__Exercise requirements__
1. Which variables are declared in the `DynamicModule` list of the notebook cell-size palette code? List every one.
2. Can you extend the notebook cell-size palette code, starting right after its final line?

__Extract to read__

Notebook cells space on disk profiler

Here is another try, this time more close to what you actually wanted: It generates a list of buttons for the largest cells (button is labeled with size in kB). If you press a button, the corresponding cell will be selected. You can change the number of rows to show if you wish.

The code needs the CellIDs to be set, so it has buttons to create and delete such ids (there is not a real reason to ever delete them, but if the notebook has not had set CreateCellID, then they won't exist). I have not tested the generation of CellIDs with a 500MB notebook, what I do to get them generated is somewhat naive, so be sure to only try the buttons to create/delete cellids with a copy of your notebook (the other code should not do any harm even when it crashes...). If you run into problems, you can of course create CellIDs manually as well: Set CreateCellID->True for your notebook and do a cut and paste per cell (or cellgroup or section or whatever works well). More work but probably safer...

Here is the code for the palette:

CreatePalette[
  DynamicModule[{
      numrows=5,update,buttons={},numcells, cellcount
    },
    update=Function[nb,
      Module[{cellcontent,cellsizes={},thisid,prgrsdia = Null, progress = 0},
        cellcount = 0;
        SelectionMove[nb, All, Notebook];
        numcells = CurrentValue[nb, "CellCount"];
        If[numcells > 10,
          prgrsdia = CreateDialog[
            ProgressIndicator[Dynamic[N[cellcount/numcells]]],
            WindowTitle -> "Cell-Size-Progress"
          ]
        ];
        SelectionMove[nb,Before,Notebook];
        SelectionMove[nb,Next,Cell];
        cellcontent=NotebookRead[nb];
        While[cellcontent=!={},
          thisid=CurrentValue[NotebookSelection[nb],CellID];
          If[thisid==0,
            MessageDialog["found cell with not tag, aborting..."];
            Abort[]
          ];
          cellsizes={cellsizes,thisid->ByteCount@cellcontent};
          SelectionMove[nb,Next,Cell,AutoScroll->False];
          cellcontent=NotebookRead[nb];
          cellcount++;
        ];
        If[prgrsdia =!= Null, NotebookClose[prgrsdia]];
        Apply[
          Button[#2,NotebookFind[nb,#1,All,CellID],ImageSize->Scaled[1]]&,
          Reverse@SortBy[Flatten[cellsizes],Last],
          {1}
        ]
      ]
    ];
    Column[{
      Button["Create CellIDs",
        With[{nb=InputNotebook[]},
          SetOptions[nb,CreateCellID->True];
          SelectionMove[nb,All,Notebook];
          FrontEndTokenExecute[nb,"Cut"];
          FrontEndTokenExecute[nb,"Paste"];
        ],
        Method->"Queued"

__Record extracts__
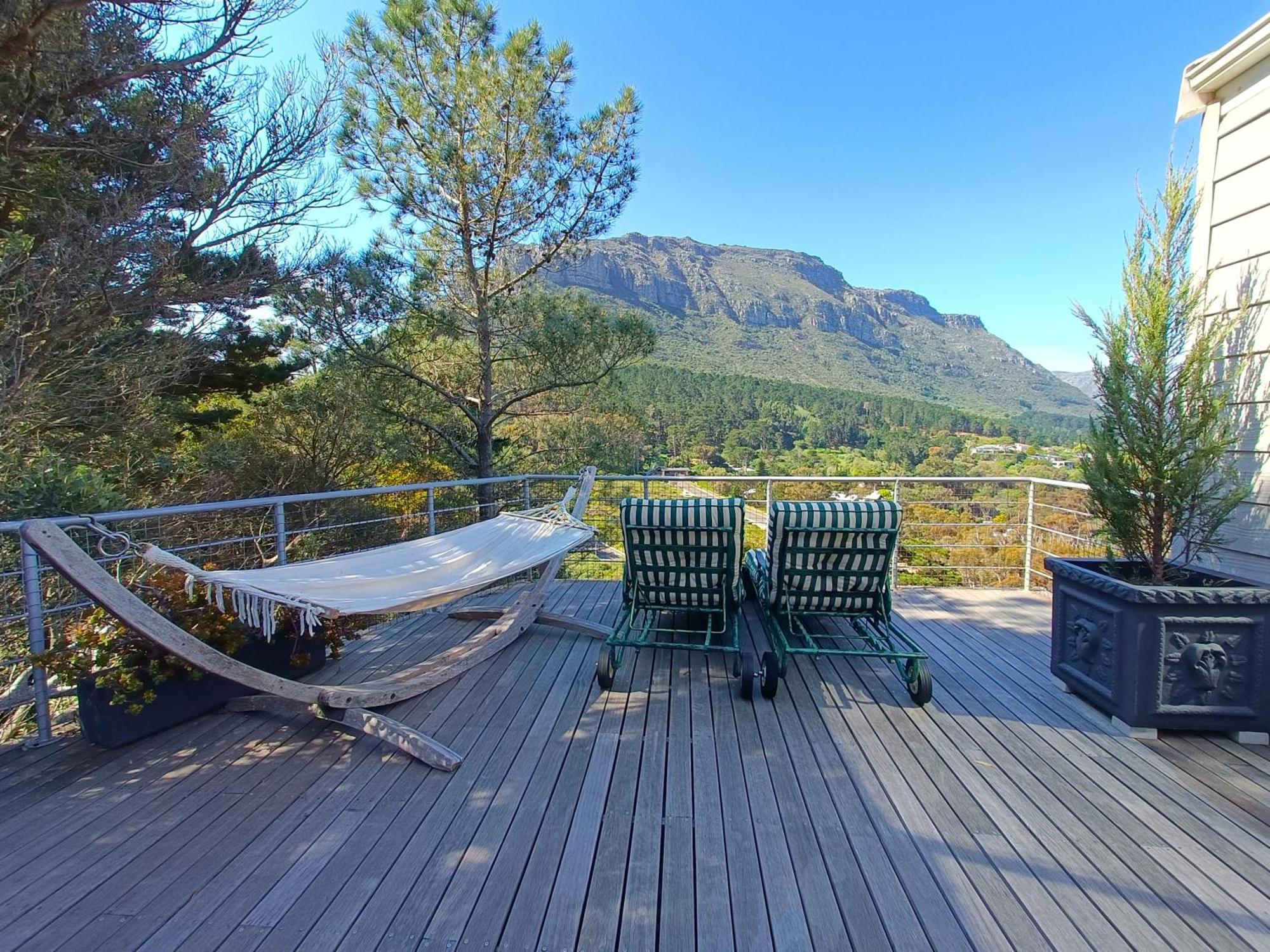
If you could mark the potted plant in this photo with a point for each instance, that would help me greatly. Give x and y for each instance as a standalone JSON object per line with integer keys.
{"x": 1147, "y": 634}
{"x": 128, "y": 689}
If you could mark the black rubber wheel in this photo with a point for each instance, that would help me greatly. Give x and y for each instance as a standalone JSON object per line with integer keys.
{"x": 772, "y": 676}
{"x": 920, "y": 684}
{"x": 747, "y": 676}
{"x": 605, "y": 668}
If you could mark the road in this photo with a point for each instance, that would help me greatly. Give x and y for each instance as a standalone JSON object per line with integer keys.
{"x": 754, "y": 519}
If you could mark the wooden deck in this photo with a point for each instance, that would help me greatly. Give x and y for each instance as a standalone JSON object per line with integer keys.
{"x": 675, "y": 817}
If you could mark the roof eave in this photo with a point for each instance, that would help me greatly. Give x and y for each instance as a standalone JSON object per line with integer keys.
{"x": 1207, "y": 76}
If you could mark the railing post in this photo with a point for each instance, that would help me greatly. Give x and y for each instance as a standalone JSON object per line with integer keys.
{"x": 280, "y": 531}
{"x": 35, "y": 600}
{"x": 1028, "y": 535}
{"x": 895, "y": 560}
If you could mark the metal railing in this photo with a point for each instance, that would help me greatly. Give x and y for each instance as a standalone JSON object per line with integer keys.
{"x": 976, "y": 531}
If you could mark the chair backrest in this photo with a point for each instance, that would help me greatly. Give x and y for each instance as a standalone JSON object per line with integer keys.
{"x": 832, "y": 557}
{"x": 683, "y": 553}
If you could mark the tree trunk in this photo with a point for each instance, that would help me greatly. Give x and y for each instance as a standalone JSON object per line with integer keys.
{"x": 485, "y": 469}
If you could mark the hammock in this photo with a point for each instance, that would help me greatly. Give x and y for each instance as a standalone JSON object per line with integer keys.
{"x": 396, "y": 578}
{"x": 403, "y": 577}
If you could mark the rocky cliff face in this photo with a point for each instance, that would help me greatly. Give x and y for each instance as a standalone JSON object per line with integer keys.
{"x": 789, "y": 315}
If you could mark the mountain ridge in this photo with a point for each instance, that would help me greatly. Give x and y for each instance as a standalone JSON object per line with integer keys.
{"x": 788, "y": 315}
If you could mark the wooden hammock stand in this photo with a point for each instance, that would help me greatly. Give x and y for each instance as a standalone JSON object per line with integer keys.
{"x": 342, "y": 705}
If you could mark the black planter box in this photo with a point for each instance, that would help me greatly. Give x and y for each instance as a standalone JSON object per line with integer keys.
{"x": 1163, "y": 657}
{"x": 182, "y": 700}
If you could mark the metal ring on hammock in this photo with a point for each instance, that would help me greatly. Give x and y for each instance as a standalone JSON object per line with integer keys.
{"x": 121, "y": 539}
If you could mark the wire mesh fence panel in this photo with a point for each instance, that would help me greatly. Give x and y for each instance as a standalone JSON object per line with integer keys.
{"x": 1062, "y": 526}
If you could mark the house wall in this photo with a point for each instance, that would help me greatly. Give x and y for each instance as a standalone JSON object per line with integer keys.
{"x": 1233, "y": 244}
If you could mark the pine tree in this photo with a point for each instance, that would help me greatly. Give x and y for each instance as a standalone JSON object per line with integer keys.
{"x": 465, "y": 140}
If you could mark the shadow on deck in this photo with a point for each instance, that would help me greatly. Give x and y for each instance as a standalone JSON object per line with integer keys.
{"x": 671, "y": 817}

---

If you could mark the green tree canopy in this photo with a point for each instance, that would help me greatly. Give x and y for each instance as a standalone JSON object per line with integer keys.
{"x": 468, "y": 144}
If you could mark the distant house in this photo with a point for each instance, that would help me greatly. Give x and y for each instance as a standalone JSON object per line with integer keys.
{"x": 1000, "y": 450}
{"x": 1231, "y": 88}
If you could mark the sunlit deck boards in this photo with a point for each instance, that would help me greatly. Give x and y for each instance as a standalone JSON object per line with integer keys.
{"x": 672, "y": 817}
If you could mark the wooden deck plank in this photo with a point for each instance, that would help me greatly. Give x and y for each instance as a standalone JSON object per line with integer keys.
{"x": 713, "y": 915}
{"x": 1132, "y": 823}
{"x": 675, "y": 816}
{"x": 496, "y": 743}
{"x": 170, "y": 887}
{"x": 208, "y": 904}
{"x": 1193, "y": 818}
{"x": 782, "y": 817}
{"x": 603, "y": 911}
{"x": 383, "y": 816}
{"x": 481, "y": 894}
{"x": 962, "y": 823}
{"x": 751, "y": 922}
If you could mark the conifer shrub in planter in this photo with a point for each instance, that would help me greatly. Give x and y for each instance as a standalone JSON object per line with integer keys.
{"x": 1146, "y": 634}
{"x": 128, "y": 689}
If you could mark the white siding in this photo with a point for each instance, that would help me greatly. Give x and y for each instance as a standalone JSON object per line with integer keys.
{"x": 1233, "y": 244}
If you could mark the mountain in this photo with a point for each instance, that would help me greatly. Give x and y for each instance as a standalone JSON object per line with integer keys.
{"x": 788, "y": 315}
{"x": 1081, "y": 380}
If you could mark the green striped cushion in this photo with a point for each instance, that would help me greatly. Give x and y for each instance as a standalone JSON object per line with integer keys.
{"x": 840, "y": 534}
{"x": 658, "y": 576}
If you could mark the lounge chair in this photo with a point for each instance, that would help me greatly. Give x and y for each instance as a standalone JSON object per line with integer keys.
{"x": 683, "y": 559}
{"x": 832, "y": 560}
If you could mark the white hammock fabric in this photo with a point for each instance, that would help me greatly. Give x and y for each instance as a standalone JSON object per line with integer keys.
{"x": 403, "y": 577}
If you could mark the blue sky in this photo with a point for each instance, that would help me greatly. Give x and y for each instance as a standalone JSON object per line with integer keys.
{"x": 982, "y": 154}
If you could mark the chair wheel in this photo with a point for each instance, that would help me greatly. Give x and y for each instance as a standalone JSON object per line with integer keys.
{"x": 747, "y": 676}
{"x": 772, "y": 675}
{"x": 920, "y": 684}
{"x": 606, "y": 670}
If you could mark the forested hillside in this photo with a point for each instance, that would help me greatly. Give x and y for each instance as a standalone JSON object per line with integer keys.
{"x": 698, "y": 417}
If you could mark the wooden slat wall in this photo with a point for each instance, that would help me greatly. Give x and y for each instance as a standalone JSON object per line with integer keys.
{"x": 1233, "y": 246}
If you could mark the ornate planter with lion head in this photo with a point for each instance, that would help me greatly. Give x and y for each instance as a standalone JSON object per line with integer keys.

...

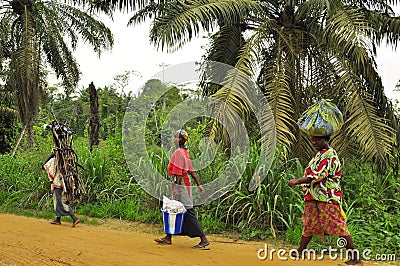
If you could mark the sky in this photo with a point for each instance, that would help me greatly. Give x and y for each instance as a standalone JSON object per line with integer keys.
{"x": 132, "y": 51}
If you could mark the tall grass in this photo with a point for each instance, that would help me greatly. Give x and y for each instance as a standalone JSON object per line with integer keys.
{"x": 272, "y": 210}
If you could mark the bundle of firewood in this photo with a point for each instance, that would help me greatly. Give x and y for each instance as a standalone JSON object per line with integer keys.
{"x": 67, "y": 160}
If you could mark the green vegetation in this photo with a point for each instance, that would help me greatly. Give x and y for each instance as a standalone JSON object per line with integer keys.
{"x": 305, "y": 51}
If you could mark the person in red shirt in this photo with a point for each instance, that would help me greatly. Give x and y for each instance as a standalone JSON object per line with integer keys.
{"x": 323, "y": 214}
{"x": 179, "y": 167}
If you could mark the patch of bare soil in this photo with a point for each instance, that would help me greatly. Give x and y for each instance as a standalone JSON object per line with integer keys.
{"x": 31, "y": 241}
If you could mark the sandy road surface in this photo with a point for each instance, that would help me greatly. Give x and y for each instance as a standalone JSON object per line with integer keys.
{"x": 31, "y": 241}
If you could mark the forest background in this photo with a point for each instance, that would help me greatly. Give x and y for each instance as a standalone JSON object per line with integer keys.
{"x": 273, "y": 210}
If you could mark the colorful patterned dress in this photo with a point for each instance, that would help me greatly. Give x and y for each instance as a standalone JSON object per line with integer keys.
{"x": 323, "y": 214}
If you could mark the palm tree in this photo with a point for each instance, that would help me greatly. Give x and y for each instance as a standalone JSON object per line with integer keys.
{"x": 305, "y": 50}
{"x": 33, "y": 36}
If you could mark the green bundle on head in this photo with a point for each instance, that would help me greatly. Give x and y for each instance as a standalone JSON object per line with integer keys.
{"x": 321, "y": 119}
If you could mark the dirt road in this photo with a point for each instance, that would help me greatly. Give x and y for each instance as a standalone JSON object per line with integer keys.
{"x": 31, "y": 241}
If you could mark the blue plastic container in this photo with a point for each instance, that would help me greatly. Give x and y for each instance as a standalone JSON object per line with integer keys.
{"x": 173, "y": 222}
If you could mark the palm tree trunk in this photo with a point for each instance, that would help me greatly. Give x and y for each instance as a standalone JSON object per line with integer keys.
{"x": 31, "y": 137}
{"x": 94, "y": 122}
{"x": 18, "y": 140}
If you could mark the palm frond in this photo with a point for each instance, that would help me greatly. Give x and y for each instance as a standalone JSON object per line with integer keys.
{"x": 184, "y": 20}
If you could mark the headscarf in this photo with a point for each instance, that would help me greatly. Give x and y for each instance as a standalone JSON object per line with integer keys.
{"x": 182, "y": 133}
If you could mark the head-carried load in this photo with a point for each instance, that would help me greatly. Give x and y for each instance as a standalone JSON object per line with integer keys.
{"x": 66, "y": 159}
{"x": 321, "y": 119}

__Your responses__
1. numrows (initialized to 5), update, buttons (initialized to {}), numcells, cellcount

2.
      ],
      Button["Remove CellIDs",
        With[{nb=InputNotebook[]},
          SetOptions[nb,CreateCellID->False];
          NotebookPut[
            NotebookGet[nb] /. {
              Cell[x___,Verbatim[Rule][CellID,_],y___]:>Cell[x,y]
            },
            nb
          ];
        ],
        Method->"Queued"
      ],
      Row[{
        Button["Update",buttons=update[InputNotebook[]],Method->"Queued"],
        Button["+",numrows++],
        Button["-",numrows--]
      }],
      Dynamic[Column[Take[buttons,Clip[numrows,{1,Length[buttons]}]]]]
    }]
  ],
  WindowTitle->"Large Cells"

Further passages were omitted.